--- start ---

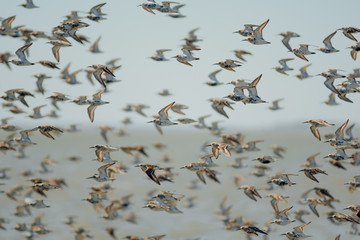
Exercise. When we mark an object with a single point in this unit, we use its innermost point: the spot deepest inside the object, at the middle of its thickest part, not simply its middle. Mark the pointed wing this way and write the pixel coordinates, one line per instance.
(327, 41)
(258, 31)
(91, 112)
(151, 173)
(164, 111)
(20, 52)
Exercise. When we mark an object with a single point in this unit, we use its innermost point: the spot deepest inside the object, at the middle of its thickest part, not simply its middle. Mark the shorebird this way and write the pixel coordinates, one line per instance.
(103, 174)
(266, 159)
(36, 114)
(302, 51)
(331, 101)
(330, 76)
(284, 67)
(178, 108)
(275, 104)
(252, 230)
(255, 37)
(239, 54)
(228, 64)
(339, 139)
(149, 6)
(99, 69)
(303, 73)
(297, 233)
(46, 129)
(310, 172)
(175, 11)
(186, 57)
(355, 209)
(48, 64)
(94, 103)
(149, 169)
(163, 119)
(214, 81)
(250, 191)
(283, 180)
(275, 199)
(286, 38)
(29, 4)
(282, 218)
(216, 147)
(341, 217)
(58, 97)
(253, 97)
(328, 46)
(348, 32)
(94, 48)
(159, 55)
(249, 28)
(315, 124)
(218, 105)
(57, 44)
(95, 13)
(354, 51)
(20, 53)
(102, 152)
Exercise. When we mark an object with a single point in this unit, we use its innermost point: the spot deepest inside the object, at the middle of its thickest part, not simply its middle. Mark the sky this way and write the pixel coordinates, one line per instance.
(132, 34)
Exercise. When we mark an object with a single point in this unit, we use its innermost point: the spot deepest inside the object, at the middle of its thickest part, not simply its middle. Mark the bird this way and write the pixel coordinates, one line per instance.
(150, 169)
(275, 104)
(22, 60)
(228, 64)
(46, 129)
(29, 4)
(186, 56)
(159, 55)
(315, 124)
(354, 51)
(99, 69)
(94, 103)
(303, 73)
(217, 147)
(331, 101)
(286, 38)
(310, 172)
(214, 81)
(103, 173)
(349, 31)
(284, 67)
(94, 48)
(57, 44)
(251, 192)
(163, 119)
(297, 233)
(328, 46)
(239, 54)
(36, 114)
(302, 51)
(256, 36)
(249, 28)
(95, 13)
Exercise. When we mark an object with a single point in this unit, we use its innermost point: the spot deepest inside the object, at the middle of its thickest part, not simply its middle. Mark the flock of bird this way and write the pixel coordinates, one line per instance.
(66, 34)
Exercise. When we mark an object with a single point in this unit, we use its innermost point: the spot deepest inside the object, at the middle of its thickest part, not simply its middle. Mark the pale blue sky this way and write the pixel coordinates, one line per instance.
(133, 35)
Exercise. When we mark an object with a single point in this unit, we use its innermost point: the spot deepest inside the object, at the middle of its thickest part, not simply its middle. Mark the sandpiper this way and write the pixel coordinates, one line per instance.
(94, 103)
(163, 119)
(328, 46)
(315, 124)
(255, 37)
(20, 53)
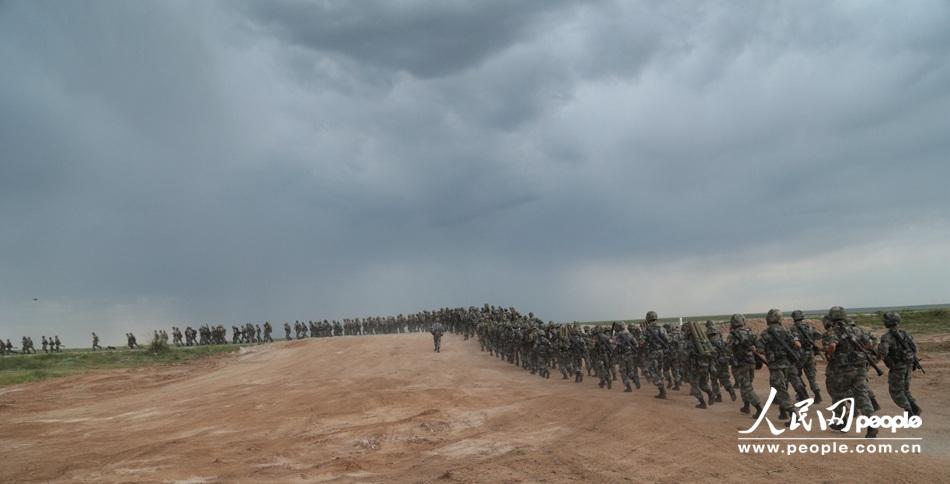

--- end ---

▸ **WHAT THE TASK ASKS**: Could you repeat the entries above, from the line with "Mark the bird" through the end of the entries, substituting "dunlin" for "sandpiper" and leaving everything else unchanged? Leave the pictures out.

▸ **RESPONSE TO THE EXERCISE**:
Exercise. When we mark an object with a single point in this unit, we use its innermost point: the spot deepest inside the object, at the middle of its thickest part, not simply its middle. Mark the bird this way and write the pixel coordinates, one line per instance.
(150, 169)
(275, 104)
(22, 60)
(228, 64)
(46, 129)
(29, 4)
(186, 56)
(159, 55)
(315, 124)
(354, 51)
(99, 69)
(94, 103)
(303, 73)
(217, 147)
(331, 101)
(286, 38)
(310, 172)
(214, 81)
(103, 173)
(349, 31)
(284, 67)
(94, 48)
(57, 44)
(251, 192)
(163, 119)
(297, 233)
(328, 46)
(239, 54)
(36, 114)
(302, 51)
(256, 36)
(249, 28)
(95, 13)
Exercise. When we mark an object with a single point in this unit, we use its innermost point: the spot deepest inside the object, at the middle of its thickest part, not simply its middle. Mark the flock of bird this way and write the pixel coordinates, one line per instance.
(66, 34)
Exercise. When we mark an object with a single point in this unit, we use its innermost point: the spot deepest inside the object, at the middle of its thickest part, not simply its middle. Mark the pale blue sky this way and write the pixel coordinates, one line per instance.
(133, 35)
Exercise. When we mark an object with a single point in this unit, we use its innermost point: the spot deepest inside the object, at the middle of its thickest part, not simply its middle. Mark the dunlin this way and write the pixel coordinates, one line per instance.
(94, 103)
(163, 119)
(328, 46)
(315, 124)
(255, 37)
(20, 53)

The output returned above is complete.